──────── SUPPLIED DATA
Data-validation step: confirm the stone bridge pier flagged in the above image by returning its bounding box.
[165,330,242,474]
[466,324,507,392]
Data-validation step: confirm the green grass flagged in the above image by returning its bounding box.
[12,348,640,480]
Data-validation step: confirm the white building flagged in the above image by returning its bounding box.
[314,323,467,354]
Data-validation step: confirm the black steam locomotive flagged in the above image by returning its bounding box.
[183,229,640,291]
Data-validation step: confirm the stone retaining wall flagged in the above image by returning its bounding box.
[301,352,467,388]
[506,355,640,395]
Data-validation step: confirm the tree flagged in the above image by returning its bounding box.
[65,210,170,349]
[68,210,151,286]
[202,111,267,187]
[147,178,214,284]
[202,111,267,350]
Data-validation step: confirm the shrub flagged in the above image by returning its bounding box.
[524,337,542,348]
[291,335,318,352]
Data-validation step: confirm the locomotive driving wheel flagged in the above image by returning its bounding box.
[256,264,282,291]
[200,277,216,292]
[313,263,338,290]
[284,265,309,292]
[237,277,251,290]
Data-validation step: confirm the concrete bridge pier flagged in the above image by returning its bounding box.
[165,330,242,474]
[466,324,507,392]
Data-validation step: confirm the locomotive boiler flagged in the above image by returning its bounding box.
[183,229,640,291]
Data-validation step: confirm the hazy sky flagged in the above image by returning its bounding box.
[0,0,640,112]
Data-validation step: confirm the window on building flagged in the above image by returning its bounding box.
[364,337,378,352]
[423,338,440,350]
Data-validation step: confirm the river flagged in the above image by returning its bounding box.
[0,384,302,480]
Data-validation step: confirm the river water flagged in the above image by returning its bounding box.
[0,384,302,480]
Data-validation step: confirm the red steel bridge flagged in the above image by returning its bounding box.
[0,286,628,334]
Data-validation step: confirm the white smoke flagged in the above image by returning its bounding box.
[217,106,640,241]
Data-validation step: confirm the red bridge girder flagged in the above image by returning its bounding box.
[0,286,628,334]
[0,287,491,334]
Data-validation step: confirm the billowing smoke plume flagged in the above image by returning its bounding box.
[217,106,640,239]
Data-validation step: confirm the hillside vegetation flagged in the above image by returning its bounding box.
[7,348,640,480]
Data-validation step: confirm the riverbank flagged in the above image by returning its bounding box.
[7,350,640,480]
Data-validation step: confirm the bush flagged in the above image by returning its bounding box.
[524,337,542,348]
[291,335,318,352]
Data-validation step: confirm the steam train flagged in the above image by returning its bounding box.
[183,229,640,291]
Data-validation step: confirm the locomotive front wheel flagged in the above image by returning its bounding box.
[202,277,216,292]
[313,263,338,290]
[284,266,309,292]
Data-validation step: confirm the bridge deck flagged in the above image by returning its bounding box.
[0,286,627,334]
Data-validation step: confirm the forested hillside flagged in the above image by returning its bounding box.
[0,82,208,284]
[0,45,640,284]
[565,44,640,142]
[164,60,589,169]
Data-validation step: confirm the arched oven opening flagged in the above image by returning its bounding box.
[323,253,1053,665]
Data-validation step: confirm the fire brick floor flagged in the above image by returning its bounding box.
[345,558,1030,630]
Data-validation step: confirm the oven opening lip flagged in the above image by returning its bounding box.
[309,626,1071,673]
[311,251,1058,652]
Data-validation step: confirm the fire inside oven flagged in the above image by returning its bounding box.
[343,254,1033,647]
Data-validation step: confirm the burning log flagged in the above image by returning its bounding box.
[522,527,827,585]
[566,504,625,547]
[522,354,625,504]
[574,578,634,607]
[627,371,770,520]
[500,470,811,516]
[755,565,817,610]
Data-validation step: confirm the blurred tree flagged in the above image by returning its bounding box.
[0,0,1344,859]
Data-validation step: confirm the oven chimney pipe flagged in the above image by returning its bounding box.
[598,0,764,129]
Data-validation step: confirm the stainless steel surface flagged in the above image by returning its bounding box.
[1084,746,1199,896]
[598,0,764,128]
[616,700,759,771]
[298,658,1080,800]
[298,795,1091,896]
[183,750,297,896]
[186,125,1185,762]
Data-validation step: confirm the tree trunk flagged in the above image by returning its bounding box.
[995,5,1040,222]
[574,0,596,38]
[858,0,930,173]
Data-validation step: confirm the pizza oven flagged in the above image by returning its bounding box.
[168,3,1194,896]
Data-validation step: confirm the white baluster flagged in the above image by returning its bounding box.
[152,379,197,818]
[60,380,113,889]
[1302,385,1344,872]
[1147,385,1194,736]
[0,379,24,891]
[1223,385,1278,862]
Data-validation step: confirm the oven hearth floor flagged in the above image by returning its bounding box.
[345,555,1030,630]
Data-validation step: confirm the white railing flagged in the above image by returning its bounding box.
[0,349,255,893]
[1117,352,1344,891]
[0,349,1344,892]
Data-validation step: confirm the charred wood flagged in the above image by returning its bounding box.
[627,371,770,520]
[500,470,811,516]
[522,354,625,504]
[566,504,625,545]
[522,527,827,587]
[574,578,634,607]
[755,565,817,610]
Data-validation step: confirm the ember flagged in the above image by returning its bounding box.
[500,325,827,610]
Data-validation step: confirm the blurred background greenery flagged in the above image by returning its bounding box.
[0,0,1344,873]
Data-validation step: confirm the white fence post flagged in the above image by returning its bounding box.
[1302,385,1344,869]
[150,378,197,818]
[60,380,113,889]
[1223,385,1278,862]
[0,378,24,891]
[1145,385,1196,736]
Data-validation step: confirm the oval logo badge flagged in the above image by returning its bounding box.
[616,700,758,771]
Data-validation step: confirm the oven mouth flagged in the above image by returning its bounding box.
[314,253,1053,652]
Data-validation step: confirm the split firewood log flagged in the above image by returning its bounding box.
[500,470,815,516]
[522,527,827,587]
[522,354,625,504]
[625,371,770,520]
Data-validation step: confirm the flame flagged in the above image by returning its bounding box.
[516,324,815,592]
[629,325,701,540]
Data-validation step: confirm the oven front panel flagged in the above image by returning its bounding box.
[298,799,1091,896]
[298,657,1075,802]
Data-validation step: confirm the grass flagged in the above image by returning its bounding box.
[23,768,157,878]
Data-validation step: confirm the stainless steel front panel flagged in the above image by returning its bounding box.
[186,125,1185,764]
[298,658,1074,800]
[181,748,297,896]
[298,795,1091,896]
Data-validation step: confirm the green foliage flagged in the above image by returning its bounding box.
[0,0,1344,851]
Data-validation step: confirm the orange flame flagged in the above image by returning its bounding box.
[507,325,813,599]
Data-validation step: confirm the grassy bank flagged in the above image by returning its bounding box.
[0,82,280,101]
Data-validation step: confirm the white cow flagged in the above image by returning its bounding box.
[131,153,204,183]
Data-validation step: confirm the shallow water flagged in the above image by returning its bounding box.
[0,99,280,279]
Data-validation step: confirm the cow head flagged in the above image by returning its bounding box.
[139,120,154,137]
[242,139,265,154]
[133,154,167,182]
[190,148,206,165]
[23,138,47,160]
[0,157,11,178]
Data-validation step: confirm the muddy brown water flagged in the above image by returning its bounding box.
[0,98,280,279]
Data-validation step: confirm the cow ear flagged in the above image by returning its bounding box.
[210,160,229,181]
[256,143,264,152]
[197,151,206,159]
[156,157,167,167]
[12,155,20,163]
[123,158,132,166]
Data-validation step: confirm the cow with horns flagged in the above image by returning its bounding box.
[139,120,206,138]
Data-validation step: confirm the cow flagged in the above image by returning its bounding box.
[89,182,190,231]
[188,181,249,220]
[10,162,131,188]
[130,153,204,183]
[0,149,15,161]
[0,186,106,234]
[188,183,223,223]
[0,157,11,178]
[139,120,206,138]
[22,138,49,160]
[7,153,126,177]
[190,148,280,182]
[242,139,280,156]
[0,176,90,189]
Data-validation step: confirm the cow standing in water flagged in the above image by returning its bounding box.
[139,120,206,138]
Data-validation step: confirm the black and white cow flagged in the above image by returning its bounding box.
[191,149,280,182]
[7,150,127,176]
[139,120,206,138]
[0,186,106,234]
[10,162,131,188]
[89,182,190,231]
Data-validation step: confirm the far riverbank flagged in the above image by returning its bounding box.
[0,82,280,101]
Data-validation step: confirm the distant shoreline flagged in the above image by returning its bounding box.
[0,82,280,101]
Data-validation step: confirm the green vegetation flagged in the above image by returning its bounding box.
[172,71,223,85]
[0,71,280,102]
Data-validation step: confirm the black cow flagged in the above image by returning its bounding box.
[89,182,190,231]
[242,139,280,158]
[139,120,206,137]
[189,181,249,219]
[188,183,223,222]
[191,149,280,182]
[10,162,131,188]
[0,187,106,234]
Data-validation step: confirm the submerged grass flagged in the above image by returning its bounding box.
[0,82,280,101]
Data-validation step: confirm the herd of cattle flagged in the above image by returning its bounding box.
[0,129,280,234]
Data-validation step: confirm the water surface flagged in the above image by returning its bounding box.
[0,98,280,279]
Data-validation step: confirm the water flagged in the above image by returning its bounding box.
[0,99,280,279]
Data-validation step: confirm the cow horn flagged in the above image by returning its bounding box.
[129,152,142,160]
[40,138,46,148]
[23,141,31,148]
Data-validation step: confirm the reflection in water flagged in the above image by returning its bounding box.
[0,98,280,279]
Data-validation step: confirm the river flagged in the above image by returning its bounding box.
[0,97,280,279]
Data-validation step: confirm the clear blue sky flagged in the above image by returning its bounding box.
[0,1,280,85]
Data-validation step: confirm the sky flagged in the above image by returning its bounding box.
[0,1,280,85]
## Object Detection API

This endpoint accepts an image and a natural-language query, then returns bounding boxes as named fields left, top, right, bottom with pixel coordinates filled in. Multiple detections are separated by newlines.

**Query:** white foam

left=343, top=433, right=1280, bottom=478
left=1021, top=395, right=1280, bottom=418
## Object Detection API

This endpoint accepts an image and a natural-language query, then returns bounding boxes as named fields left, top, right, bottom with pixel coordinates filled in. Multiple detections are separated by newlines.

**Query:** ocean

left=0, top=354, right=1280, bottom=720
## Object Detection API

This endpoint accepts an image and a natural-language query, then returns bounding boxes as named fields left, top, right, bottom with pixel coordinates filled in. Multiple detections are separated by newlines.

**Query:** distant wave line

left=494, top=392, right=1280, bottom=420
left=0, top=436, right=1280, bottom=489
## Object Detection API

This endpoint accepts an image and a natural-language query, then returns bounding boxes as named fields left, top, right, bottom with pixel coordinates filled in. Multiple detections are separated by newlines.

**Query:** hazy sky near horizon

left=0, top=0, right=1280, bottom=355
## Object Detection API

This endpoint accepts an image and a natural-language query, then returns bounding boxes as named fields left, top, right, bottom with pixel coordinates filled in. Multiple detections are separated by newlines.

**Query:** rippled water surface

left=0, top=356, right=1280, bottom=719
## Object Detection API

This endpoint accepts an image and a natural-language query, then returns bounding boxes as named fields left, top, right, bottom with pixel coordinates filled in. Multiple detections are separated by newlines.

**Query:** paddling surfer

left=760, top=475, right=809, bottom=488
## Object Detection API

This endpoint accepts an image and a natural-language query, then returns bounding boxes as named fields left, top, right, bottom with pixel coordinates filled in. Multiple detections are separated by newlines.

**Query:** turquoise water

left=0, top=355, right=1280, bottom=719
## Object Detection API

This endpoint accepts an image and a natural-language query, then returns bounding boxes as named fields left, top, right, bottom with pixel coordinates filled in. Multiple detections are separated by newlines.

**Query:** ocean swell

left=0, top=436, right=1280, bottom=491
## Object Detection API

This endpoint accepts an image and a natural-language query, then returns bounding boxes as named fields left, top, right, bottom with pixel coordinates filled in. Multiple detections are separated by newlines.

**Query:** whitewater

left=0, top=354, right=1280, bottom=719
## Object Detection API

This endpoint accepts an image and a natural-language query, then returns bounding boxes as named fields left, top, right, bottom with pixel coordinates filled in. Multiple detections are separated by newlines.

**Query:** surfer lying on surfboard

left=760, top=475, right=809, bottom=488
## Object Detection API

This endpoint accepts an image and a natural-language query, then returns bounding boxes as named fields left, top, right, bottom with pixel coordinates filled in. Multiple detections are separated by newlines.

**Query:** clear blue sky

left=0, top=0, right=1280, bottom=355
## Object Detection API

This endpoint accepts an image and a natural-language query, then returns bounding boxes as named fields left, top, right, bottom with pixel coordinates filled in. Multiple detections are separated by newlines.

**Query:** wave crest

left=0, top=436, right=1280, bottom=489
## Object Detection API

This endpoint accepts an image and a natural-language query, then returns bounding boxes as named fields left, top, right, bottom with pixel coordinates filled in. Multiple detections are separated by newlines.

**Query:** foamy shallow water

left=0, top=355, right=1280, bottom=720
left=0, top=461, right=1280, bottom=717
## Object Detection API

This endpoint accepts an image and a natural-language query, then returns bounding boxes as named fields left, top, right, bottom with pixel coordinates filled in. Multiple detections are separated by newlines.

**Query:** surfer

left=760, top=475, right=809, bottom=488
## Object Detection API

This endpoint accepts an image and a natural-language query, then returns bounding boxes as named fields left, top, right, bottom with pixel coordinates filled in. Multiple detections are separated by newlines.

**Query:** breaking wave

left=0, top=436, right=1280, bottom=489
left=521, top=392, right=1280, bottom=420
────────────────
§ REQUEST
Can you edit the rows from the line with "Data-validation step: confirm the tree flagged" up to and including the line with "[0,287,491,334]" so that "flagged" becomes "marked" and nothing else changes?

§ RESULT OF THIS EXERCISE
Data-validation step: confirm the tree marked in the above image by returning its bounding box.
[65,210,170,349]
[68,210,151,286]
[202,111,267,187]
[147,178,214,284]
[202,111,267,350]
Data-validation step: confirm the shrub marked in the above image by returning its bounding box.
[524,337,542,348]
[291,335,318,352]
Data-validation step: confirm the locomotive driving wheel marked in the above image by returning its bounding box.
[256,264,282,291]
[200,277,216,292]
[313,263,338,290]
[284,265,309,292]
[237,277,251,290]
Data-validation step: confirm the concrete bridge pier marked in the above image by returning its bounding box.
[165,330,242,474]
[466,324,507,392]
Data-validation step: confirm the locomotive boiler marked in the above image by returning its bounding box.
[183,229,640,291]
Data-validation step: confirm the hazy sky marked in the above image by returning its bounding box.
[0,0,640,112]
Data-validation step: confirm the window on building marked in the above image by returning its bounding box.
[364,337,378,352]
[423,338,440,350]
Data-validation step: confirm the river marked in the above image by returning its bounding box.
[0,384,302,480]
Data-validation step: confirm the river water marked in the above image by returning its bounding box.
[0,384,302,480]
Data-validation step: confirm the red steel bridge marked in the above image by returning its bounding box.
[0,286,628,334]
Data-validation step: confirm the white smoke marked in the above image by returning its bounding box.
[217,106,640,241]
Data-validation step: confirm the red bridge girder marked in the above image by returning its bounding box.
[0,286,628,334]
[0,287,491,334]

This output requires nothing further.